*MATERIAL FOR THIS EXERCISE*.
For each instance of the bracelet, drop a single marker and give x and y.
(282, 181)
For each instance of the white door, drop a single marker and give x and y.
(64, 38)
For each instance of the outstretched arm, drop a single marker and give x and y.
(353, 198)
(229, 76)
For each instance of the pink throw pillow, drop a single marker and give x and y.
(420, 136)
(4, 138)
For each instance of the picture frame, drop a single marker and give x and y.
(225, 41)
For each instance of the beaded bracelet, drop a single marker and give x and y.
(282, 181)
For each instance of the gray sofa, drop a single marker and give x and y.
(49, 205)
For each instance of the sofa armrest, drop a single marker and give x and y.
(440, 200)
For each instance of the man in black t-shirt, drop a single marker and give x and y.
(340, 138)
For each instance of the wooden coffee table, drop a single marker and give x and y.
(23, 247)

*WORK TO BE COMPLETED*.
Please print exactly the lines from the one containing "For each instance of the sofa" through the last line of the material.

*TASK OUTPUT*.
For each instance of the sofa armrest, drop a single marker and give x and y.
(440, 200)
For each instance of the man in black t-shirt, drop a single marker and give x and y.
(340, 138)
For each instance of the wooden coffee table, drop a single marker and give x and y.
(23, 247)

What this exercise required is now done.